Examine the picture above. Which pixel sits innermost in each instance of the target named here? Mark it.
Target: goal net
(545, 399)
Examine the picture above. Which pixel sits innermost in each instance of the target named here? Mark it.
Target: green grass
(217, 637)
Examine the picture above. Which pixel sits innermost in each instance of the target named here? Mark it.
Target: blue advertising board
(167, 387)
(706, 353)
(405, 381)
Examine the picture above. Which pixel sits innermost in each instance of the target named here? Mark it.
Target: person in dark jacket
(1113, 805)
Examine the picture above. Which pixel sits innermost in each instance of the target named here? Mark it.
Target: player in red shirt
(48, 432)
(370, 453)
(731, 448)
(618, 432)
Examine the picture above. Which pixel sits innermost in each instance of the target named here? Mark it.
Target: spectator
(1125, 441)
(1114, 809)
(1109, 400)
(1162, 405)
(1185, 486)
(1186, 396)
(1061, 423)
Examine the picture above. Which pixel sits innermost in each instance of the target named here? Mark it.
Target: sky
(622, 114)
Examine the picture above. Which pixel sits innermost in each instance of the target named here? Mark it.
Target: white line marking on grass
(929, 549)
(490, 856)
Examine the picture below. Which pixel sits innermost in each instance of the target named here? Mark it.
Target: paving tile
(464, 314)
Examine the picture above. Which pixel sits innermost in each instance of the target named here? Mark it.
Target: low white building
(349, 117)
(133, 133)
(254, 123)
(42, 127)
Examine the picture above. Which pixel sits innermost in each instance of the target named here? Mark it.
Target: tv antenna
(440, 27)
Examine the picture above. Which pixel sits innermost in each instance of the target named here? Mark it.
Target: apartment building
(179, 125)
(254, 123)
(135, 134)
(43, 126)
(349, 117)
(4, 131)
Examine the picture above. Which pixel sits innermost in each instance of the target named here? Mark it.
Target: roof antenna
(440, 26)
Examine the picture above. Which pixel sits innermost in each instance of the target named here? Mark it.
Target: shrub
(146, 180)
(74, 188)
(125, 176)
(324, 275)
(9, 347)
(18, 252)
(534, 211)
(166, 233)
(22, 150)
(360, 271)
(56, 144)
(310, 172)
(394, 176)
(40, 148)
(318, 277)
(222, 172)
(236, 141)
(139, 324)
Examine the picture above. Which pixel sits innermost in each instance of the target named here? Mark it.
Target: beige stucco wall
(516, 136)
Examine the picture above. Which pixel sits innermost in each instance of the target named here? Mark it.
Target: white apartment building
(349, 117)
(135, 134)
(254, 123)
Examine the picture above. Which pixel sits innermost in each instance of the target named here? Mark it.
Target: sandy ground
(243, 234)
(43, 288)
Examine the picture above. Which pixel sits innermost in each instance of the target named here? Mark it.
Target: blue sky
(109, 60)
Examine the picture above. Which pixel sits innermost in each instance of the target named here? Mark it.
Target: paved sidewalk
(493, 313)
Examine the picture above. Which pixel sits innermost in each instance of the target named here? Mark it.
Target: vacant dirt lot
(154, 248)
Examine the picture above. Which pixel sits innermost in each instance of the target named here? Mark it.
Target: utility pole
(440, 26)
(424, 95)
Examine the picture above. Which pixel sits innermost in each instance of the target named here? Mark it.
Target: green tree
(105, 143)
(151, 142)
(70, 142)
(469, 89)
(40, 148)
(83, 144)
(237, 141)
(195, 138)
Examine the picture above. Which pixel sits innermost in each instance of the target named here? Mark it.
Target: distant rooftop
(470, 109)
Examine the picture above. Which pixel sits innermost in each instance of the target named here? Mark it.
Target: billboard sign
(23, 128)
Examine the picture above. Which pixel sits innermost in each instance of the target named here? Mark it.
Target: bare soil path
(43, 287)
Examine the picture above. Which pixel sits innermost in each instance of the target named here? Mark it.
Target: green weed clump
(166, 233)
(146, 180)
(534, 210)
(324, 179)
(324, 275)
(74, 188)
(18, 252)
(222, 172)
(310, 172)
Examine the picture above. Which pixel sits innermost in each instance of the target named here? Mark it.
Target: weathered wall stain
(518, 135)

========================================================================

**Goal of the exercise:** Write out every entry above exactly as given.

**Exercise result:**
Examine the picture above. Which pixel sits innermost in each instance of the target named here? Mark it.
Target: goal net
(545, 399)
Examine the picture above. Which pixel sits innermost in each instance of the target named here? Mark it.
Target: green grass
(217, 637)
Examine the picture above. Which pixel sits innermost in each instance of the target named here? Mark it.
Target: blue advertising board
(167, 387)
(706, 353)
(405, 381)
Examine the picture above. Which pixel sits innermost in each instance of the target named here? Mark it.
Target: person in dark jacket
(1113, 805)
Examine the picture above. Which pixel sits innermost in each instance of the target named here? Mark it.
Target: player in red shirt
(48, 432)
(370, 453)
(731, 448)
(618, 432)
Examine the picture above. Which pixel sits innermost in each instance of the target named here? Mark it.
Target: spectator
(1125, 441)
(1114, 809)
(1109, 400)
(1162, 405)
(1185, 486)
(1186, 396)
(1061, 423)
Examine the picture above. Which pixel sits innermost in each instance of the target named here? Mark it.
Target: sky
(622, 114)
Examine the picture above. Which pixel sits innermost in each instance of the target named here? Mark it.
Target: white line marking on grass
(929, 549)
(490, 856)
Examine the picture below. Which pixel sits innermost in each instance of the target named here? Mark it.
Target: paving tile
(464, 314)
Examine the picture above. Which pixel sits innermost in each instance of the target named here? Mark it.
Target: low white building
(349, 117)
(133, 133)
(254, 123)
(42, 127)
Examine the picture above. Which pixel sits innermost in each instance of the target named here? Mark it.
Target: tv antenna
(440, 27)
Examine the picture above. Which pixel sits innermost in each instance of the target named here? Mark it.
Target: apartment building
(179, 125)
(254, 123)
(135, 134)
(43, 126)
(349, 117)
(4, 131)
Examine the picture above. Which pixel sits innermost in each instance of the target named here? Mark it.
Target: roof antenna
(440, 26)
Examine the picture above. Which pixel sits innermost in each instance of the target named here? Mark it.
Target: shrub
(146, 180)
(74, 188)
(125, 176)
(324, 275)
(9, 347)
(18, 252)
(534, 211)
(166, 233)
(22, 150)
(360, 271)
(56, 144)
(310, 172)
(394, 176)
(40, 148)
(318, 277)
(222, 172)
(236, 141)
(139, 324)
Examine the picture above. Which pixel sits innermost in each instance of the target named here? Mark it.
Target: beige stucco wall
(516, 136)
Examine the picture above. Which pixel sits innermost in each instance of the target named here? Mark it.
Target: white apartment building
(349, 117)
(135, 134)
(254, 123)
Examine the picture above. Which pixel sits innermost in each instance of the target named here? Mark it.
Target: sandy ground
(243, 234)
(43, 288)
Examine the picture above. Which pixel sits innermost in each instance of the target named here? Mark it.
Target: blue sky
(109, 60)
Examine the picture above. Which pixel sits innermost in each instance of the target named here? Mark it.
Target: paved sidewalk
(493, 313)
Examine the picture above. Which pixel sits innermost in each instance of the target named here? Mark it.
Target: vacant dirt lot
(154, 248)
Examine the picture above. Which pixel sits innermost in each instance of the target named here? Mark it.
Target: utility pole
(440, 26)
(424, 95)
Examine the picture above. Which pixel sits innermost in each instance of the target named here? Mark it.
Target: green tree
(105, 143)
(151, 142)
(70, 142)
(469, 89)
(40, 148)
(83, 144)
(237, 141)
(195, 138)
Examine the picture above. Which pixel sits innermost in each instance of the target named here? Mark it.
Target: distant rooftop
(470, 109)
Examine the picture above. Which pixel sits innermost in each instance of the target named here? Mark it.
Target: billboard sign
(23, 128)
Examine the picture above. Which pixel sits innermost in each instance of the target named here? Mark it.
Target: bare soil path
(43, 287)
Examine the picture above. Which pixel sits innermost in each instance of the target named here? Mark it.
Target: green weed clump
(166, 233)
(146, 180)
(534, 210)
(324, 179)
(324, 275)
(74, 188)
(18, 252)
(222, 172)
(310, 172)
Examine the picture above. Which pixel sits innermost in each instance of the target named here? Mark it.
Target: weathered wall stain
(518, 135)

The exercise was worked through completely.